## EXTRAIT FOURNI
Mais mon hamster tourne à tout régime et je me répète des phrases comme : «Pour qui te prends-tu? Tu n'y arriveras jamais ? Tu vises trop haut ?» Il ne m'en faut pas plus pour me plonger dans un état de découragement profond. La procrastination prend alors toute la place. Je ne veux plus de ce poste, je me crois incapable d'occuper cet emploi et préparer cette entrevue est trop confrontant pour moi. Cela me confronte à l'image négative que j'ai de moi. C'est trop souffrant, je voudrais fermer les rideaux, me faire livrer une énorme pizza que j'engloutirais devant la télé. Vite ne plus ressentir, mais je n'ai pas le choix les emplois ne sont pas légion.
Mais je dois travailler. Je retourne à la préparation de mon entrevue, mon anxiété est à son paroxysme. Je tente de me faire un plan de préparation, d'être logique, mais, dans la même minute, je passe de l'euphorie au découragement profond. Je suis bipolaire j'en suis certaine, ou folle à lier. Et voilà que passe de la procrastination à la perfection. Je dois être parfaite, je dois pouvoir répondre à toutes les questions en lien avec le poste. J'imprime alors des tonnes de documents. La pile est si haute que j'aurais besoin d'au moins une semaine pour passer au travers et je n'ai pas le temps. C'est le tout ou rien, je suis dans la démesure, je n'ai pas d'équilibre. Je ne sais plus quoi faire.

## CONSIGNE DONNÉE A
Reproduisez à l'identique le passage de l'extrait fourni qui va de « Mais mon hamster » jusqu'à « sont pas légion. ».
## CONSIGNE DONNÉE B
Dans l'extrait fourni, relevez toutes les phrases que la personne qui raconte se répète quand son hamster tourne à tout régime.
## CONSIGNE DONNÉE C
Pour chacun des énoncés suivants, indiquez par oui ou par non s'il concorde avec l'extrait fourni, en citant les mots qui tranchent : (i) les emplois sont nombreux ; (ii) la personne qui raconte imprime une grande quantité de documents ; (iii) elle a assez de temps pour lire toute la pile.

(Entrées d'un jeu de données de pointage)
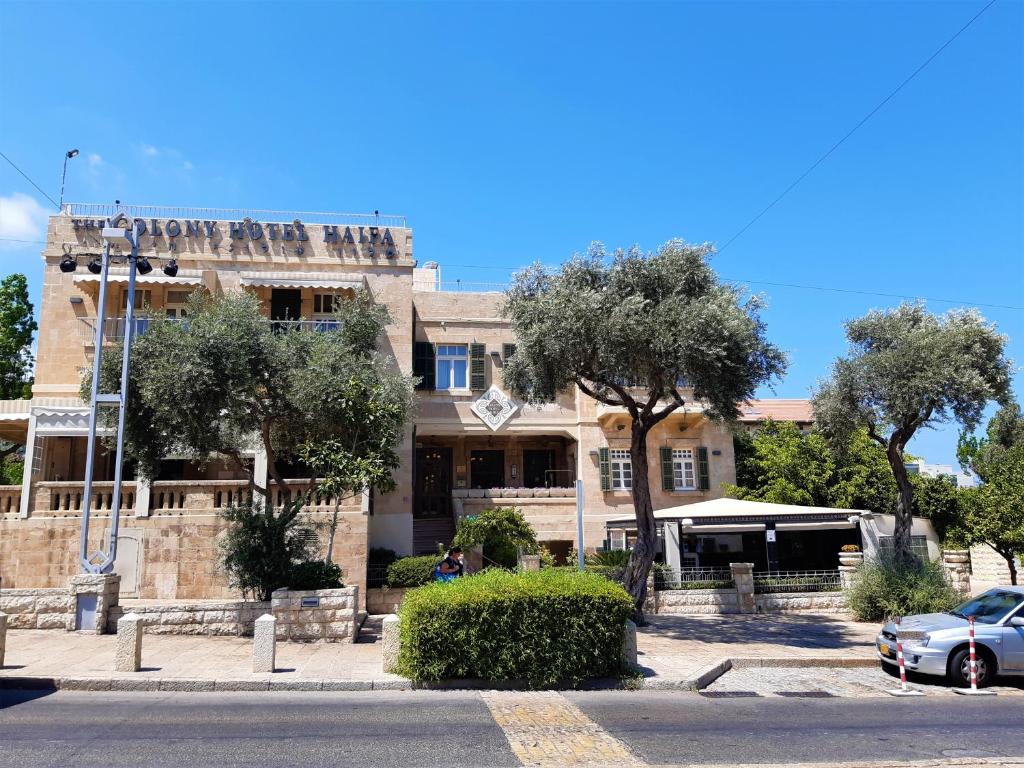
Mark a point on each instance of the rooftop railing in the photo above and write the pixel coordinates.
(93, 210)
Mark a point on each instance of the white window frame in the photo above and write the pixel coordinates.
(174, 308)
(333, 298)
(451, 353)
(684, 469)
(621, 469)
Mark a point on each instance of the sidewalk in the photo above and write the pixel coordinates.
(675, 652)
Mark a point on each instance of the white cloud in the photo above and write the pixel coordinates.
(20, 218)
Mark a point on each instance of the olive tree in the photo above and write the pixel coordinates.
(228, 381)
(638, 331)
(908, 370)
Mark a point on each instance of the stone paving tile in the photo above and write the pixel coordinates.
(856, 683)
(546, 731)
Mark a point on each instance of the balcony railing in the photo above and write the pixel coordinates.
(114, 328)
(797, 581)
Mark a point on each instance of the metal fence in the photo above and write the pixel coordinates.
(692, 579)
(89, 210)
(797, 581)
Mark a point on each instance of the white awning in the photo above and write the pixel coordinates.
(121, 275)
(302, 280)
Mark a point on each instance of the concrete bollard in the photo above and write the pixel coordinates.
(128, 652)
(630, 646)
(265, 643)
(390, 643)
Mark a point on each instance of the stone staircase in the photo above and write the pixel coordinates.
(371, 630)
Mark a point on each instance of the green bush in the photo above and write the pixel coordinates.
(886, 588)
(503, 532)
(315, 574)
(412, 571)
(552, 627)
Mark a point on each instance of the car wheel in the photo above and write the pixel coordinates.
(960, 669)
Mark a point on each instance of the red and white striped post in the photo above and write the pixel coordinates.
(903, 690)
(974, 690)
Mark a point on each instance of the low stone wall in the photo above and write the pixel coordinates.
(385, 599)
(316, 614)
(45, 608)
(697, 601)
(812, 602)
(226, 619)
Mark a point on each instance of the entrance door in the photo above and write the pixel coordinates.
(433, 482)
(535, 468)
(486, 469)
(286, 303)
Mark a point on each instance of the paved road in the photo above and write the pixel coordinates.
(433, 728)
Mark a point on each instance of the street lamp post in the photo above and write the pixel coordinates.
(68, 156)
(114, 235)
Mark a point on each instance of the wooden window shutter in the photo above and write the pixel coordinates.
(423, 365)
(605, 465)
(668, 475)
(477, 375)
(702, 471)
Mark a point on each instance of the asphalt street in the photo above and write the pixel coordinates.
(435, 728)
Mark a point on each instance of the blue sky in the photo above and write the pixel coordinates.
(513, 132)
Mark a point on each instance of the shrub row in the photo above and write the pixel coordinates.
(549, 628)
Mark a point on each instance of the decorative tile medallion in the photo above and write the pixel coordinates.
(495, 408)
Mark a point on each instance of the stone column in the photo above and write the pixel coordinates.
(742, 577)
(264, 643)
(390, 643)
(956, 564)
(128, 652)
(848, 564)
(105, 588)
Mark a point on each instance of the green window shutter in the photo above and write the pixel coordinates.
(477, 377)
(702, 473)
(423, 365)
(668, 475)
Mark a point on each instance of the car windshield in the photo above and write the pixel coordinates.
(989, 607)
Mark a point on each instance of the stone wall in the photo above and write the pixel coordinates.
(385, 599)
(697, 601)
(226, 619)
(329, 614)
(812, 602)
(50, 608)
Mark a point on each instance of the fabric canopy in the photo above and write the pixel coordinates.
(302, 280)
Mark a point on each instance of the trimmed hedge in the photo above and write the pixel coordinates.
(549, 628)
(412, 571)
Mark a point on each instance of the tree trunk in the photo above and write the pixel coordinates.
(904, 505)
(642, 557)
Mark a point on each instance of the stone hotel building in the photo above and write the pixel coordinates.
(469, 448)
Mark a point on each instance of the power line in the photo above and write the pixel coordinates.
(55, 205)
(876, 293)
(853, 130)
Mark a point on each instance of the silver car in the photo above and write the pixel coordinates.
(937, 643)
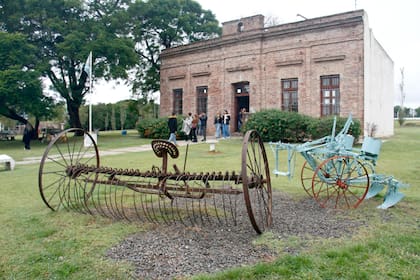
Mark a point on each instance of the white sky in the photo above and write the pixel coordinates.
(395, 24)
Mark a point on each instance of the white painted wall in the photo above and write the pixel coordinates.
(378, 86)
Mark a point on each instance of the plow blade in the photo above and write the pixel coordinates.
(391, 199)
(392, 195)
(374, 189)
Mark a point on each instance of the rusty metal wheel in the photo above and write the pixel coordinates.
(256, 181)
(340, 182)
(59, 184)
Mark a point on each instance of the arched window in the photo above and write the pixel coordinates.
(240, 27)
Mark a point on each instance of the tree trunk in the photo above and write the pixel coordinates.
(74, 117)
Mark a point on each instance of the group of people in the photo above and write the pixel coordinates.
(222, 124)
(192, 126)
(196, 125)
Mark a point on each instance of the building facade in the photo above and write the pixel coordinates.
(323, 66)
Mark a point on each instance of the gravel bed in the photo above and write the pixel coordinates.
(176, 251)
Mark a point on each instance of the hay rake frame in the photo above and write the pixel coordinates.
(71, 177)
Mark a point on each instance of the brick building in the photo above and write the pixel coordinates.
(318, 67)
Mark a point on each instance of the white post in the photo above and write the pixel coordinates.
(90, 91)
(87, 140)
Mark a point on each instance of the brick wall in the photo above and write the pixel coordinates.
(305, 50)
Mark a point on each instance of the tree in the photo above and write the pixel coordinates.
(160, 24)
(20, 84)
(65, 31)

## RÉPONSE COMPLÈTE A
Mais mon hamster tourne à tout régime et je me répète des phrases comme : «Pour qui te prends-tu? Tu n'y arriveras jamais ? Tu vises trop haut ?» Il ne m'en faut pas plus pour me plonger dans un état de découragement profond. La procrastination prend alors toute la place. Je ne veux plus de ce poste, je me crois incapable d'occuper cet emploi et préparer cette entrevue est trop confrontant pour moi. Cela me confronte à l'image négative que j'ai de moi. C'est trop souffrant, je voudrais fermer les rideaux, me faire livrer une énorme pizza que j'engloutirais devant la télé. Vite ne plus ressentir, mais je n'ai pas le choix les emplois ne sont pas légion.

## RÉPONSE COMPLÈTE B
- Pour qui te prends-tu?
- Tu n'y arriveras jamais ?
- Tu vises trop haut ?

## RÉPONSE COMPLÈTE C
(i) Non : « les emplois ne sont pas légion ».
(ii) Oui : « J'imprime alors des tonnes de documents. »
(iii) Non : « j'aurais besoin d'au moins une semaine pour passer au travers et je n'ai pas le temps ».